先ず起動する前にArduino IDEのシリアルモニターを開いておきます。プログラムが開始してWiFiアクセスポイントに接続成功したらIPアドレスを取得してシリアルモニタに表示します。そのIPアドレスをWebブラウザのアドレスバーに入力すればWEBオシロに接続できるはずです。
例えばシリアルモニタに、
WiFi Connected. IP = 192.168.1.128
と表示されたら、Webブラウザのアドレスバーに192.168.1.128と入力します。

LCDのタッチパネルで操作出来ます。また、タクトスイッチで画面上の項目を選択して操作することもできます。WEB表示では画面右側のコントロールで操作できます。ただし、タッチパネルやタクトスイッチで変更した内容はWEB表示の波形には反映されますが、設定値の表示はリロードするまで反映されません。

タクトスイッチでの操作方法は、UpボタンとDownボタンでメニュー内の項目を移動します。それぞれの項目の位置でRightボタンかLeftボタンを押すとその項目の値を変更したりOn/Offの切り替えをします。

  • CH1をタップすると上下正転表示->上下反転表示->非表示->上下正転表示と切り替わります。上下反転時はアンダースコア"_"を表示します。AC入力の時は"~"を表示します。
  • CH2をタップすると上下正転表示->上下反転表示->非表示->上下正転表示と切り替わります。上下反転時はアンダースコア"_"を表示します。AC入力の時は"~"を表示します。
  • 電圧レンジをタップすると色がCyanになり、画面の右半分をタップするとレンジが上がり、左半分をタップすると下がります。
  • 時間軸レンジをタップすると色がCyanになり、画面の右半分をタップするとレンジが上がり、左半分をタップすると下がります。
  • トリガレベルは画面右端のレベル表示エリアをタップすることで変更できます。

表示データ:
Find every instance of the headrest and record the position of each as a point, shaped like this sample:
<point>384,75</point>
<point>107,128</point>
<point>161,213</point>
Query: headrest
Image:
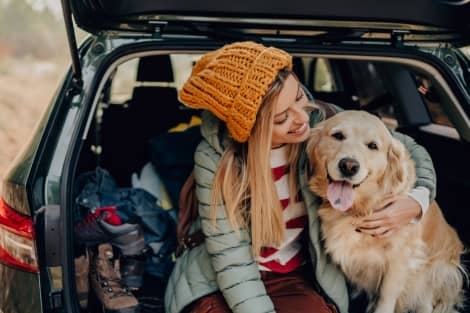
<point>155,68</point>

課題の指示:
[1] 上に示したWEBオシロの操作説明を、一字一句変えずにそのまま書き写しなさい。
[2] 上の記録をすべて、依頼文も含めて一行ずつ書き直しなさい。その際、解答中の点の座標の数値だけを1.8倍に拡大し、整数に四捨五入すること（0.5は切り上げ）。依頼文と書式見本の数値はそのままにし、画像は解答に含めないこと。

各課題の解答:
[1]
先ず起動する前にArduino IDEのシリアルモニターを開いておきます。プログラムが開始してWiFiアクセスポイントに接続成功したらIPアドレスを取得してシリアルモニタに表示します。そのIPアドレスをWebブラウザのアドレスバーに入力すればWEBオシロに接続できるはずです。
例えばシリアルモニタに、
WiFi Connected. IP = 192.168.1.128
と表示されたら、Webブラウザのアドレスバーに192.168.1.128と入力します。

LCDのタッチパネルで操作出来ます。また、タクトスイッチで画面上の項目を選択して操作することもできます。WEB表示では画面右側のコントロールで操作できます。ただし、タッチパネルやタクトスイッチで変更した内容はWEB表示の波形には反映されますが、設定値の表示はリロードするまで反映されません。

タクトスイッチでの操作方法は、UpボタンとDownボタンでメニュー内の項目を移動します。それぞれの項目の位置でRightボタンかLeftボタンを押すとその項目の値を変更したりOn/Offの切り替えをします。

  • CH1をタップすると上下正転表示->上下反転表示->非表示->上下正転表示と切り替わります。上下反転時はアンダースコア"_"を表示します。AC入力の時は"~"を表示します。
  • CH2をタップすると上下正転表示->上下反転表示->非表示->上下正転表示と切り替わります。上下反転時はアンダースコア"_"を表示します。AC入力の時は"~"を表示します。
  • 電圧レンジをタップすると色がCyanになり、画面の右半分をタップするとレンジが上がり、左半分をタップすると下がります。
  • 時間軸レンジをタップすると色がCyanになり、画面の右半分をタップするとレンジが上がり、左半分をタップすると下がります。
  • トリガレベルは画面右端のレベル表示エリアをタップすることで変更できます。

[2]
Find every instance of the headrest and record the position of each as a point, shaped like this sample:
<point>384,75</point>
<point>107,128</point>
<point>161,213</point>
Query: headrest
Image:
<point>279,122</point>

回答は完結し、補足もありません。